[Stored data entries]
━━━━━━━━━━

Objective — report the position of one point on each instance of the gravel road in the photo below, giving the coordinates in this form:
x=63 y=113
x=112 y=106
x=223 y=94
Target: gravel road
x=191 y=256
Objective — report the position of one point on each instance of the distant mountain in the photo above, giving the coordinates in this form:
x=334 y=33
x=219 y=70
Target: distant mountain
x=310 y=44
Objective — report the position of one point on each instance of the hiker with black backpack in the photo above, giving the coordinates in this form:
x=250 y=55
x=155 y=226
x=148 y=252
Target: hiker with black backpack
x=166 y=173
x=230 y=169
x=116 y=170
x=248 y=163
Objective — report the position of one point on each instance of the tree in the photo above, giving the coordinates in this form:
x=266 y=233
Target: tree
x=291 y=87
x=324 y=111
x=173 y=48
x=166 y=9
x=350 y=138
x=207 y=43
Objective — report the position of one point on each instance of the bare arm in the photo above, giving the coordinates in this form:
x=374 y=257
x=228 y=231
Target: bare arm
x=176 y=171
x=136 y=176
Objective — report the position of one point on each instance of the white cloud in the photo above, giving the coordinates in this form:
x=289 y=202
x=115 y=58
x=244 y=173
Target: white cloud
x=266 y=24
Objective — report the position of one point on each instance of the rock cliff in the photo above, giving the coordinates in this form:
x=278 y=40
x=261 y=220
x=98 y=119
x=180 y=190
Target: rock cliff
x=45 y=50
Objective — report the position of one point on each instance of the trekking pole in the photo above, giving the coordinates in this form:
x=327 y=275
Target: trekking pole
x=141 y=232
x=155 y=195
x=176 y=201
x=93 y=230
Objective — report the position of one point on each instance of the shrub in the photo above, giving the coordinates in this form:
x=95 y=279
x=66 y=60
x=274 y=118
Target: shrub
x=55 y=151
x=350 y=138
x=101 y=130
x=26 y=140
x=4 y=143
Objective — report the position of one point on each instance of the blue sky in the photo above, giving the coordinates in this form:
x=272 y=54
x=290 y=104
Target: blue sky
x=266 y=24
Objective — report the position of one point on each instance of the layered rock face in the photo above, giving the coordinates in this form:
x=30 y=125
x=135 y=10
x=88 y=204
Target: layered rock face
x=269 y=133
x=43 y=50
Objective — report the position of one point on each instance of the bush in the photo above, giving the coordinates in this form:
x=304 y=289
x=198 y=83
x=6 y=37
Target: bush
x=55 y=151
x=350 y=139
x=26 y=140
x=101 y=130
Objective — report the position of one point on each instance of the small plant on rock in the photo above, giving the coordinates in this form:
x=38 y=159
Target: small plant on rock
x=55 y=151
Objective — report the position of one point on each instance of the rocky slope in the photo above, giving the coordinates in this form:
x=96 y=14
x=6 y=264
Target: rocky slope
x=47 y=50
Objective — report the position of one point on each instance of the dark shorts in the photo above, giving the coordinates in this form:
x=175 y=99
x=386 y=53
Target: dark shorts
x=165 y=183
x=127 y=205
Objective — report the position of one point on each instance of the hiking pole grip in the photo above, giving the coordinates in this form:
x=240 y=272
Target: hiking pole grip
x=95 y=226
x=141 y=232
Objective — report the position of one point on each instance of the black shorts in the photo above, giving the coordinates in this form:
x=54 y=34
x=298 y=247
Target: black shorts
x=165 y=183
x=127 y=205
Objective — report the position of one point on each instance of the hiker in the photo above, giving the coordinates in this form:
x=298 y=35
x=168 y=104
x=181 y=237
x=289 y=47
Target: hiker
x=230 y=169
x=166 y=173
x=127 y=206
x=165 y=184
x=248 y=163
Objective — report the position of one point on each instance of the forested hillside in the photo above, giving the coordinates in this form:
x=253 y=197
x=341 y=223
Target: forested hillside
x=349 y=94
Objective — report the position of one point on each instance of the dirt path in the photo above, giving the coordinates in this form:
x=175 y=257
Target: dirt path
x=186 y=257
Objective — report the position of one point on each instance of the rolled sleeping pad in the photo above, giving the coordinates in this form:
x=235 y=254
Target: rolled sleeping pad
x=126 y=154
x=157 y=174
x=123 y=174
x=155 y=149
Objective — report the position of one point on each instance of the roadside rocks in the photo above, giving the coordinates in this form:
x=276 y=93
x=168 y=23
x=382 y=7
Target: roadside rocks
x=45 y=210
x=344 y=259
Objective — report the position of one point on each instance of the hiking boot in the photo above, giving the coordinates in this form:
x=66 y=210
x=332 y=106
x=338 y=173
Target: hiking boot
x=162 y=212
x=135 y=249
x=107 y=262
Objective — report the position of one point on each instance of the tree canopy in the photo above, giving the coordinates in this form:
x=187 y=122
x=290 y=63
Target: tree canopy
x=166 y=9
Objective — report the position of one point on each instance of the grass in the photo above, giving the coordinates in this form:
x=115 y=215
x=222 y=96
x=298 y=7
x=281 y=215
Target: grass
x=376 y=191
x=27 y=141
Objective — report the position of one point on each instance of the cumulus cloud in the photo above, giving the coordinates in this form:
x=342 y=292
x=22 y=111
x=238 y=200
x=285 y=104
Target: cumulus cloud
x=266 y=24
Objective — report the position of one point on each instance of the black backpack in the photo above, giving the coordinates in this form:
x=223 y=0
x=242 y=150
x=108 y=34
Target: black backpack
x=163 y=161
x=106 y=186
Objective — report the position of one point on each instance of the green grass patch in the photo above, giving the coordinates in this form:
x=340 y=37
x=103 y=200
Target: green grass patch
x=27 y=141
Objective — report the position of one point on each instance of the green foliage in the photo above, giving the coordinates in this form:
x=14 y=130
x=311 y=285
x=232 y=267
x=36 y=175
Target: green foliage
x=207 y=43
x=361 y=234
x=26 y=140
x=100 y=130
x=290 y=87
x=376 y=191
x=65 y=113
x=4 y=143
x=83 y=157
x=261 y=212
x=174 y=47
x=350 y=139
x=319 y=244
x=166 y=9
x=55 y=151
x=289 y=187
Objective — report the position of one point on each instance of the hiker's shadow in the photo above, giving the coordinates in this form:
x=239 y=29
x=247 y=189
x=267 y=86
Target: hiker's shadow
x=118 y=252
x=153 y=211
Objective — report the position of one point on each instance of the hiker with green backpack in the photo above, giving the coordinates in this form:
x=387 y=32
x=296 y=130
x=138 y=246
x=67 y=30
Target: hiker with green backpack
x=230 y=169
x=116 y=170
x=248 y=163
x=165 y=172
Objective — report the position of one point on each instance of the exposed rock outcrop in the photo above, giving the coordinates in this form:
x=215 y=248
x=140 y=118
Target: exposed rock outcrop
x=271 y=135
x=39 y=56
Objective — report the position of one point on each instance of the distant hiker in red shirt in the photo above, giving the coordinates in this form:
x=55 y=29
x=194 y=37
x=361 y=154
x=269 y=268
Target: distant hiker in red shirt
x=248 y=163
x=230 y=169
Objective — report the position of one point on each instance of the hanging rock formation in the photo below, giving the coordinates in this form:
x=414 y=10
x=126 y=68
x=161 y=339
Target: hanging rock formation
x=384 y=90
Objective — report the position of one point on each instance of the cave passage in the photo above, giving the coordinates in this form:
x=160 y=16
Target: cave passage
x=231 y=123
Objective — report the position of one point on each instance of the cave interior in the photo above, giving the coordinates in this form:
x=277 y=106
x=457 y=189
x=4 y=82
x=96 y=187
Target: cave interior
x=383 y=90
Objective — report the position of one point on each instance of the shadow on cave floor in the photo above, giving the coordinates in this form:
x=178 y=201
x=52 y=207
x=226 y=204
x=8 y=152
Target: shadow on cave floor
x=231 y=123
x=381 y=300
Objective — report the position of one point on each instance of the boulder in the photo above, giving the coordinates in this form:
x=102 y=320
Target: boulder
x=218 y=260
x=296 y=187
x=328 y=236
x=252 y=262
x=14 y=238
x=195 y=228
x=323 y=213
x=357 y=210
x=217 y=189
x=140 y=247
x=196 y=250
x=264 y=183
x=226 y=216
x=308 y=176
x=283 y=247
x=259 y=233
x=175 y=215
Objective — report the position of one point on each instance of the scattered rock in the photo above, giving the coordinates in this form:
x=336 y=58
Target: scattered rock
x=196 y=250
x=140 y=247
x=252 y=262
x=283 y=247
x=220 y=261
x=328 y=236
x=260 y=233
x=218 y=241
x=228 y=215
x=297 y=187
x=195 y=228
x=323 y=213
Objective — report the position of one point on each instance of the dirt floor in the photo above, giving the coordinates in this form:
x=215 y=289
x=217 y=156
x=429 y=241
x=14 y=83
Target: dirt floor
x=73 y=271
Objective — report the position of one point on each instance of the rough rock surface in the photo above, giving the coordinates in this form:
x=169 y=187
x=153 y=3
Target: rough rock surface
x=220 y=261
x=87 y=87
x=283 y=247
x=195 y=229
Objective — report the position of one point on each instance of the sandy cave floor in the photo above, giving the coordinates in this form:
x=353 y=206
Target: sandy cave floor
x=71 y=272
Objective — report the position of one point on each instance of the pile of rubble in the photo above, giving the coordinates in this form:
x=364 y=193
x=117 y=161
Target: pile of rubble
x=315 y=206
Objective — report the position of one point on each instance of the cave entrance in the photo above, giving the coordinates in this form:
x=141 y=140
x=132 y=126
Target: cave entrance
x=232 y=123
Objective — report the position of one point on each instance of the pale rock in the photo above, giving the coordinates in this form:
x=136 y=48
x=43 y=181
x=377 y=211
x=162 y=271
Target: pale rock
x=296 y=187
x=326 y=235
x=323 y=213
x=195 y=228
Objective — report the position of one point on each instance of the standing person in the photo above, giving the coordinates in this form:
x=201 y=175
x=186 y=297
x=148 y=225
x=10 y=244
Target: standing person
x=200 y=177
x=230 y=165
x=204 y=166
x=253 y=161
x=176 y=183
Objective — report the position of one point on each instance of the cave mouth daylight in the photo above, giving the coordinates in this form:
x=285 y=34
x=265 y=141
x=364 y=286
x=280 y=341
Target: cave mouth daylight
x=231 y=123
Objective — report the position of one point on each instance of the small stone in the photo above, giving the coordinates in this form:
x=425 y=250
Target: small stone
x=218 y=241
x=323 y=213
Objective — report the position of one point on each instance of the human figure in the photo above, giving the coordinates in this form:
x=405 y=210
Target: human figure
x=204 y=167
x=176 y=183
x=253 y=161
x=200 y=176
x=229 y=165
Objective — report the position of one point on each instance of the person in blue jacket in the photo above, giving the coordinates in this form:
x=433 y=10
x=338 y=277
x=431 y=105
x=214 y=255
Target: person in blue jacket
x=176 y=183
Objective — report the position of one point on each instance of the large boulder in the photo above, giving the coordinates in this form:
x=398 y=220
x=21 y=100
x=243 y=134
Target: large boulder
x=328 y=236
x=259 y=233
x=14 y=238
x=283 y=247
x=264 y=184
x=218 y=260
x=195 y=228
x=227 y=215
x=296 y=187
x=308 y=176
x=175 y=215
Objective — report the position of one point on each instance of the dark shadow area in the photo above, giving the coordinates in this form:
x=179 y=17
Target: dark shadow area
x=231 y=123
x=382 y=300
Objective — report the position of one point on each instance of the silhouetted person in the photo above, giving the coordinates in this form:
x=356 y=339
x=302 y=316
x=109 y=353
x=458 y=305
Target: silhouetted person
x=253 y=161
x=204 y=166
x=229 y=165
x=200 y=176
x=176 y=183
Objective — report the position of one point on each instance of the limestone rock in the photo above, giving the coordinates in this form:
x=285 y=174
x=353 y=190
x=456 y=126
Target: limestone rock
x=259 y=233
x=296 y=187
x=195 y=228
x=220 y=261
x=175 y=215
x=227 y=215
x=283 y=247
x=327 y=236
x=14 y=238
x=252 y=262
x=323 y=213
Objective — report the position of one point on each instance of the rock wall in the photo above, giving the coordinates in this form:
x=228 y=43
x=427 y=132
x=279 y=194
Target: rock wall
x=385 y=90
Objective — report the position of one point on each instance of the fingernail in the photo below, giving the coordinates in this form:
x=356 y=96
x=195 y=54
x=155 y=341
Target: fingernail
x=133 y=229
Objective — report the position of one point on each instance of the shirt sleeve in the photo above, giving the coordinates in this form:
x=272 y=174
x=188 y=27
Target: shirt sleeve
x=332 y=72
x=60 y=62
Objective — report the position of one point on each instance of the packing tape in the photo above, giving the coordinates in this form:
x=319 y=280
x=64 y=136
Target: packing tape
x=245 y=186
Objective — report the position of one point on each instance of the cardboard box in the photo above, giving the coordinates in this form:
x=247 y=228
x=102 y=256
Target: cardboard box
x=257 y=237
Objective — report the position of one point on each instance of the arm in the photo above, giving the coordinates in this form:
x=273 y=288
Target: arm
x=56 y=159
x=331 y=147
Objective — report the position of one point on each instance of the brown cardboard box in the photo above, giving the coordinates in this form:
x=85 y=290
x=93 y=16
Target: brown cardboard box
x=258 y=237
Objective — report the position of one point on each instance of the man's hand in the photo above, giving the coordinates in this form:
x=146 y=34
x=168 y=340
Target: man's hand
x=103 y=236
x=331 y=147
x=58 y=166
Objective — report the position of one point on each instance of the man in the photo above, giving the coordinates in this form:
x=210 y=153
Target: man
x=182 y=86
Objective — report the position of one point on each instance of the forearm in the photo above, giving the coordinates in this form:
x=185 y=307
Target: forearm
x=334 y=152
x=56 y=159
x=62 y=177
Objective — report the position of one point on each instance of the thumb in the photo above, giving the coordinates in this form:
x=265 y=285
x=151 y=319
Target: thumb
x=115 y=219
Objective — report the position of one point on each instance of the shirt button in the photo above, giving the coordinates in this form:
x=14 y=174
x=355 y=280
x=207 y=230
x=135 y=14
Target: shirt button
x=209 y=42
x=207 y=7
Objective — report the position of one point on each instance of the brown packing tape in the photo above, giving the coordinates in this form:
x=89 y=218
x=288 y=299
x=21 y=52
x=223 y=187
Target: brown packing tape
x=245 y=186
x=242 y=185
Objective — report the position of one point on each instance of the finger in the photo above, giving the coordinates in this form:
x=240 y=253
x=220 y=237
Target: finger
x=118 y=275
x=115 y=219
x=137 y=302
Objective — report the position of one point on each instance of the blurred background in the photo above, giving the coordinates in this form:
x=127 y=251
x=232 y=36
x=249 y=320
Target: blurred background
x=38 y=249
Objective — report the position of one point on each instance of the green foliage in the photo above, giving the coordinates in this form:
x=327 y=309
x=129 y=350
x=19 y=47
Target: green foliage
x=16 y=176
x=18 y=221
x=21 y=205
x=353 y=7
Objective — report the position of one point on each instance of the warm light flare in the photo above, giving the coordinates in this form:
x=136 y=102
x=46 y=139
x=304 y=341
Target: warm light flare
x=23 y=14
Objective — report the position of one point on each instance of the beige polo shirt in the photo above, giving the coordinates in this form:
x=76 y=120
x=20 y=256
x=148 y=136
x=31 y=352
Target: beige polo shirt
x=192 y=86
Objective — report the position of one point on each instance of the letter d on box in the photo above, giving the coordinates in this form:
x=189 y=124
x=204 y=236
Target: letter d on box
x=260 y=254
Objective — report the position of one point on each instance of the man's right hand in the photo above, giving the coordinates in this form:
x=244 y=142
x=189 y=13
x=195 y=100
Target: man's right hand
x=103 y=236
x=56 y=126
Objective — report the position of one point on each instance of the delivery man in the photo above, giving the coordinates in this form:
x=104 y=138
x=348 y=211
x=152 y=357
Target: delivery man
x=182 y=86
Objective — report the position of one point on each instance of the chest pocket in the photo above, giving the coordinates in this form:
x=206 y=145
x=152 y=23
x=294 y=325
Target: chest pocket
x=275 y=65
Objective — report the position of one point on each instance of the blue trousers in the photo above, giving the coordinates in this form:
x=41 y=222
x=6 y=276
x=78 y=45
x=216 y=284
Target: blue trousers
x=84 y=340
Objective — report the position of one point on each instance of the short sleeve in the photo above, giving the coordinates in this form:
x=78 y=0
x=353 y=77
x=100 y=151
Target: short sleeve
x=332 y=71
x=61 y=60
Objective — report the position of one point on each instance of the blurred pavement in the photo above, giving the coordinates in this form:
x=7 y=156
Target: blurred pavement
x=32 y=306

━━━━━━━━━━

[What the task requires]
Report the lines above that contain "below".

[Solution]
Objective — report the position of one point on each instance of the gravel road in the photo below, giving the coordinates in this form:
Objective — report the position of one point on each instance of the hanging rock formation in the photo below, giving the coordinates in this form:
Objective — report the position of one point on each instance of the fingernail in the photo below, giving the coordinates in this form:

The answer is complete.